Copy out every one of the following entries word for word, with no changes.

::: Given records :::

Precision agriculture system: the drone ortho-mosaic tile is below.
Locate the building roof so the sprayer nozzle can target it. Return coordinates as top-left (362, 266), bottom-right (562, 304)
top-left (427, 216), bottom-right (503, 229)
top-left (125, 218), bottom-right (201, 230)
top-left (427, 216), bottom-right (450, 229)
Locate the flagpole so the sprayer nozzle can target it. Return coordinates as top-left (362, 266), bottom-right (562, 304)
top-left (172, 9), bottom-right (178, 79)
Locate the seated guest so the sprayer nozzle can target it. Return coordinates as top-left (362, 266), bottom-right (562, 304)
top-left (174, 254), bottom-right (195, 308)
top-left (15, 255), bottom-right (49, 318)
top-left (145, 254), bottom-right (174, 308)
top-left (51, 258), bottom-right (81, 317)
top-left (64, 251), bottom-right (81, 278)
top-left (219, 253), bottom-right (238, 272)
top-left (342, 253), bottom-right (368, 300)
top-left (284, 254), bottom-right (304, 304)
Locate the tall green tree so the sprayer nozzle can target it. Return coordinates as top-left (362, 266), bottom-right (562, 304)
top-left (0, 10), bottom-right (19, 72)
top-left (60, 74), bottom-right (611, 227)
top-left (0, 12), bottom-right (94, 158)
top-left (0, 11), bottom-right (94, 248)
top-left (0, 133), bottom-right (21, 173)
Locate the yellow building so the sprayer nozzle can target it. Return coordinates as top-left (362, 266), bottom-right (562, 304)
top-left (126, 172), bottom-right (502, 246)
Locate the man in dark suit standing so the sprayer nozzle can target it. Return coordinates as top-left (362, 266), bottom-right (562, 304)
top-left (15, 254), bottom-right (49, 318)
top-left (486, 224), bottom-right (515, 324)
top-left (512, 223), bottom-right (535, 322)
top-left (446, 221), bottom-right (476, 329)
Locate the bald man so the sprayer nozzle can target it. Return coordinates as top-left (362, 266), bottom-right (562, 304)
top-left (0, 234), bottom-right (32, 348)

:::

* [Written answer]
Precision agriculture system: the drone ortho-mosaic tile is below.
Locate the building roof so the sprayer nozzle can target it. Return coordinates as top-left (362, 266), bottom-right (562, 304)
top-left (427, 216), bottom-right (503, 229)
top-left (125, 218), bottom-right (201, 230)
top-left (427, 216), bottom-right (450, 229)
Locate the flagpole so the sprayer nozzle can target it. Return coordinates as top-left (362, 266), bottom-right (562, 304)
top-left (172, 9), bottom-right (178, 79)
Locate the seated guest so the sprayer nozzle can target it. Return coordinates as top-left (362, 266), bottom-right (562, 304)
top-left (174, 254), bottom-right (195, 308)
top-left (15, 255), bottom-right (49, 318)
top-left (145, 254), bottom-right (174, 308)
top-left (51, 258), bottom-right (81, 317)
top-left (64, 251), bottom-right (81, 278)
top-left (219, 253), bottom-right (238, 272)
top-left (342, 253), bottom-right (368, 300)
top-left (284, 254), bottom-right (304, 304)
Locate the tall green tree so the sprayer nozzle can target it. Return coordinates as top-left (362, 266), bottom-right (562, 304)
top-left (0, 10), bottom-right (19, 72)
top-left (60, 74), bottom-right (611, 227)
top-left (0, 12), bottom-right (94, 158)
top-left (0, 11), bottom-right (94, 248)
top-left (0, 133), bottom-right (21, 173)
Locate the yellow building so the sprayer nozzle can target it. Return coordinates as top-left (362, 266), bottom-right (562, 304)
top-left (126, 172), bottom-right (502, 246)
Locate the man in dark suit standing so the sprayer nozzle can target it. Return coordinates as top-left (362, 266), bottom-right (562, 304)
top-left (15, 254), bottom-right (49, 318)
top-left (486, 224), bottom-right (515, 324)
top-left (512, 223), bottom-right (535, 322)
top-left (446, 221), bottom-right (476, 329)
Locate the bald man so the sprayer nozzle can target it. Return coordinates as top-left (362, 266), bottom-right (562, 304)
top-left (0, 234), bottom-right (32, 348)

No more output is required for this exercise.